**Work item:**
Reproduce all of the following data verbatim, preserving every line without alteration.

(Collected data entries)
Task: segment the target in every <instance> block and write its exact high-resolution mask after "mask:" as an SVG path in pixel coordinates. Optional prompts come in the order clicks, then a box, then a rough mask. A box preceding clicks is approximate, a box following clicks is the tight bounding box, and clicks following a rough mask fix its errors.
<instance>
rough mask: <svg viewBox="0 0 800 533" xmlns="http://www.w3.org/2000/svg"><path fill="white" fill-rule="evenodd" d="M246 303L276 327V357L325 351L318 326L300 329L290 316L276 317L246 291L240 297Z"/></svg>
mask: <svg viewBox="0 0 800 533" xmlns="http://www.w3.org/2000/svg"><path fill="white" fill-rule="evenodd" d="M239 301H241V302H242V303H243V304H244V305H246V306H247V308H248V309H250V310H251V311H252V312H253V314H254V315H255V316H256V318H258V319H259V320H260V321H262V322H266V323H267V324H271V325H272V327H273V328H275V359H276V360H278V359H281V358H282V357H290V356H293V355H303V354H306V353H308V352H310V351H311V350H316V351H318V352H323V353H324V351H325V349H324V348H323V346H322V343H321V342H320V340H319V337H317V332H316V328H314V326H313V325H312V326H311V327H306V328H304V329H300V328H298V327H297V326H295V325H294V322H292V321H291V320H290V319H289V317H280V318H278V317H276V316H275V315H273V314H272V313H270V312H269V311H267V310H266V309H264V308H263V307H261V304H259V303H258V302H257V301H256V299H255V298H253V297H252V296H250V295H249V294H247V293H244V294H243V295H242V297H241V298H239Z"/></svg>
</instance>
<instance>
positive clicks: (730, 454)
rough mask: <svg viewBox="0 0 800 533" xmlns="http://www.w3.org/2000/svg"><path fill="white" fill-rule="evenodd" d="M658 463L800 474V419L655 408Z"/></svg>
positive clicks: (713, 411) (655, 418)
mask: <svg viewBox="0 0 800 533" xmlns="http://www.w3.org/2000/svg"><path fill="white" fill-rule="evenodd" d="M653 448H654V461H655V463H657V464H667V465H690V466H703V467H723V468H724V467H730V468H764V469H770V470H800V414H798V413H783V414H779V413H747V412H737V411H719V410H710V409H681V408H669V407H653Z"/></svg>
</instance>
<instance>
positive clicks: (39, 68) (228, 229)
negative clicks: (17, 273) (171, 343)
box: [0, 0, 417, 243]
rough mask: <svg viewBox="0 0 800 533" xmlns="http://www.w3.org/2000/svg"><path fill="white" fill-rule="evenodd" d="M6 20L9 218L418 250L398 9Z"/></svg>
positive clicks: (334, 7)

**The answer:**
Task: segment the target in every <instance> block and write its exact high-resolution mask after "mask:" as an SVG path in pixel coordinates. Optional prompts come in the order clicks, then a box, then a rough mask. A box preceding clicks is approximate, a box following clicks is the tight bounding box, and clicks following a rough mask fix its errors.
<instance>
rough mask: <svg viewBox="0 0 800 533" xmlns="http://www.w3.org/2000/svg"><path fill="white" fill-rule="evenodd" d="M246 303L276 327V357L325 351L318 326L300 329L290 316L276 317L246 291L240 297Z"/></svg>
mask: <svg viewBox="0 0 800 533" xmlns="http://www.w3.org/2000/svg"><path fill="white" fill-rule="evenodd" d="M239 301H241V302H242V303H243V304H244V305H246V306H247V308H248V309H250V310H251V311H252V312H253V314H254V315H255V316H256V318H258V319H259V320H260V321H262V322H266V323H267V324H271V325H272V327H273V328H275V359H276V360H278V359H281V358H282V357H290V356H293V355H303V354H306V353H308V352H310V351H311V350H316V351H318V352H323V353H324V351H325V349H324V348H323V346H322V343H321V342H320V340H319V337H317V332H316V328H314V326H313V325H312V326H311V327H306V328H304V329H300V328H298V327H297V326H295V325H294V322H292V321H291V320H290V319H289V317H280V318H278V317H276V316H275V315H273V314H272V313H270V312H269V311H267V310H266V309H264V308H263V307H261V304H259V303H258V302H257V301H256V299H255V298H253V297H252V296H250V295H249V294H247V293H244V294H243V295H242V297H241V298H239Z"/></svg>
</instance>
<instance>
positive clicks: (730, 454)
rough mask: <svg viewBox="0 0 800 533" xmlns="http://www.w3.org/2000/svg"><path fill="white" fill-rule="evenodd" d="M658 463L800 474V419L655 408Z"/></svg>
positive clicks: (713, 411) (655, 418)
mask: <svg viewBox="0 0 800 533" xmlns="http://www.w3.org/2000/svg"><path fill="white" fill-rule="evenodd" d="M653 448H654V461H655V463H657V464H667V465H690V466H703V467H723V468H724V467H730V468H764V469H770V470H800V414H798V413H783V414H779V413H747V412H737V411H719V410H710V409H681V408H669V407H653Z"/></svg>
</instance>
<instance>
positive clicks: (39, 68) (228, 229)
negative clicks: (17, 273) (171, 343)
box: [0, 0, 417, 243]
rough mask: <svg viewBox="0 0 800 533" xmlns="http://www.w3.org/2000/svg"><path fill="white" fill-rule="evenodd" d="M6 20L9 218L418 250L398 9Z"/></svg>
positive clicks: (334, 7)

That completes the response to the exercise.